*Task list*.
**A.** Extract the passage of the joke thread that runs from "And they did, and" up to and including "bigfurmn (Jul 6, 2021)", copying it word for word.
**B.** Continue the joke thread from the point where it stops.

*Reading text*.
-=-=-
# We All Know What Day It Is...Don't We?



## sawhorseray (Jul 6, 2021)

WHY SHARKS CIRCLE

Two great white sharks swimming in the ocean spied survivors of a sunken ship.
"Follow me son" the father shark said to the son shark and they swam towards the mass of people.
"First we swim around them a few times with just the tip of our fins showing."
And they did.
"Well done, son! Now we swim around them a few times with all of our fins showing."
And they did.
"Now we eat everybody."
And they did, and when they were both gorged, the son asked,
"Dad, why didn't we just eat them all at first? Why did we swim around and around them?"
His wise father replied,
“Because they taste better if you scare the shit out of them first!"


----------



## bigfurmn (Jul 6, 2021)

Engine one hits a bit close to home! All of the are excellent as usual! Thanks for posting.


----------



## old sarge (Jul 6, 2021)

Some funny treasures.  Thanks!


----------



## Fueling Around (Jul 6, 2021)

Once again, another  round oh yeah


----------



## MJB05615 (Jul 6, 2021)

All good ones Ray.  The dog waiting for the Mailman is hilarious.


----------



## Colin1230 (Jul 6, 2021)

Alfred.........really made me chuckle. Thanks Ray.


----------



## tag0401 (Jul 7, 2021)

Thanks for the laugh!!


----------



## HalfSmoked (Jul 7, 2021)

Ha a great start to another day.

Warren


----------



## chopsaw (Jul 7, 2021)

LOL  ! Alfred LOL !


----------



## tx smoker (Jul 7, 2021)

chopsaw said:


> LOL ! Alfred LOL !



All are great Ray bit I gotta go with what Chop said. That is hilarious.

Robert


----------



## daveomak (Jul 7, 2021)
-=-=-
*Material provided*.
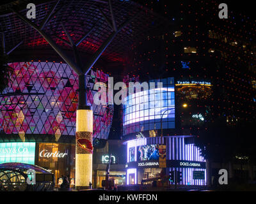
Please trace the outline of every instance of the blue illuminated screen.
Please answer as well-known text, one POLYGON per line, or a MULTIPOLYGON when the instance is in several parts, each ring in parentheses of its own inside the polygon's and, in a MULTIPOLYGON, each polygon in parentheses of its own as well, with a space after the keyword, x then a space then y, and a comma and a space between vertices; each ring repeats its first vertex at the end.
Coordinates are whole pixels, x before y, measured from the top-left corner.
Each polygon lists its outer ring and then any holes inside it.
POLYGON ((128 96, 124 107, 124 135, 147 130, 175 128, 174 78, 150 80, 155 89, 128 96), (157 82, 163 87, 157 87, 157 82))
POLYGON ((138 151, 138 161, 158 160, 159 152, 157 145, 140 146, 138 151))
POLYGON ((22 163, 35 164, 35 142, 0 143, 0 164, 22 163))

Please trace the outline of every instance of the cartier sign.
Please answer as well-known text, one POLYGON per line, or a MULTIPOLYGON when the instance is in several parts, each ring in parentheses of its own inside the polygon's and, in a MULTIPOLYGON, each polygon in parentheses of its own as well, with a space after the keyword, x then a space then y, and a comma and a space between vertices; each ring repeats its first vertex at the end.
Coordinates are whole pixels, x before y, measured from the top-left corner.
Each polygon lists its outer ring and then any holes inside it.
POLYGON ((67 155, 67 153, 60 153, 60 152, 57 151, 56 151, 54 153, 49 152, 46 149, 42 150, 39 154, 40 157, 47 157, 47 158, 49 157, 63 158, 67 155))

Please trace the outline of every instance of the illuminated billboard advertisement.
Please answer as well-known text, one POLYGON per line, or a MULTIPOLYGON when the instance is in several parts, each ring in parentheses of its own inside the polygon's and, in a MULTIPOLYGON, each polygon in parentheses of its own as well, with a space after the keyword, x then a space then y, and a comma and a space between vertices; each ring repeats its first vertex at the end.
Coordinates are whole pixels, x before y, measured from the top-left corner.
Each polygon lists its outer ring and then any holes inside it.
POLYGON ((35 142, 0 143, 0 164, 22 163, 35 164, 35 142))
MULTIPOLYGON (((125 98, 124 135, 147 130, 175 128, 174 78, 150 80, 163 87, 138 92, 125 98)), ((148 83, 148 84, 149 84, 148 83)))
MULTIPOLYGON (((76 135, 78 105, 77 75, 65 63, 19 62, 12 80, 0 94, 0 131, 6 134, 76 135)), ((93 111, 93 138, 107 140, 113 106, 95 105, 96 82, 108 84, 108 75, 91 70, 86 76, 87 99, 93 111)))
POLYGON ((139 147, 137 161, 158 160, 159 152, 157 145, 146 145, 139 147))

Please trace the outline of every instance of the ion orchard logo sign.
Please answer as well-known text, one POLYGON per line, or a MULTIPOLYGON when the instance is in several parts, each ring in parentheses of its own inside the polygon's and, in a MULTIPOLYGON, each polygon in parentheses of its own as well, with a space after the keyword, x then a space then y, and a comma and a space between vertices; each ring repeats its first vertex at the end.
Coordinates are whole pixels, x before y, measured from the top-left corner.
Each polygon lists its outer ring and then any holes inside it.
POLYGON ((17 153, 28 153, 28 149, 26 147, 0 148, 0 154, 17 154, 17 153))
POLYGON ((200 167, 201 164, 200 163, 189 163, 189 162, 180 162, 180 166, 198 166, 200 167))

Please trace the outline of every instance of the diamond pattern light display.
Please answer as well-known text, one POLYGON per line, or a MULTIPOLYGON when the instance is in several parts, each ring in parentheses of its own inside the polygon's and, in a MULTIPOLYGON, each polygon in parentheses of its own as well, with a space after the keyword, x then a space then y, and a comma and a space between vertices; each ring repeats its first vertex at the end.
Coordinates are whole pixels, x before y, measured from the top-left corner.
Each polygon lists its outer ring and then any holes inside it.
MULTIPOLYGON (((76 135, 78 76, 67 64, 13 62, 14 75, 0 95, 0 130, 6 134, 76 135)), ((93 138, 108 139, 113 105, 95 105, 94 84, 108 84, 108 75, 91 70, 86 76, 88 103, 93 111, 93 138)))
-=-=-
*Responses for each task*.
**A.**
And they did, and when they were both gorged, the son asked,
"Dad, why didn't we just eat them all at first? Why did we swim around and around them?"
His wise father replied,
“Because they taste better if you scare the shit out of them first!"


----------



## bigfurmn (Jul 6, 2021)

**B.**
Thanks, I needed that...


----------



## SecondHandSmoker (Jul 7, 2021)

LOL!  Hitchcock.  I've read that he had a twisted sense of humor.  He would approve.


----------



## chopsaw (Jul 7, 2021)

SecondHandSmoker said:


> I've read that he had a twisted sense of humor.


Looks like he has a twisted something else too !


----------



## GaryHibbert (Jul 7, 2021)

Some real keepers in this batch, Ray.  Really funny ones.
Miss Piggy, the condom, and of course........Alfred!!!
Gary


----------



## Lant-ern (Jul 7, 2021)

Ray.It would be hard to pick the best but .Alfred may have  been in the top two .Thank you .

Lant-ern


----------



## noboundaries (Jul 7, 2021)

At least my wife now understands why I LOL in the bathroom!


----------



## sawhorseray (Jul 7, 2021)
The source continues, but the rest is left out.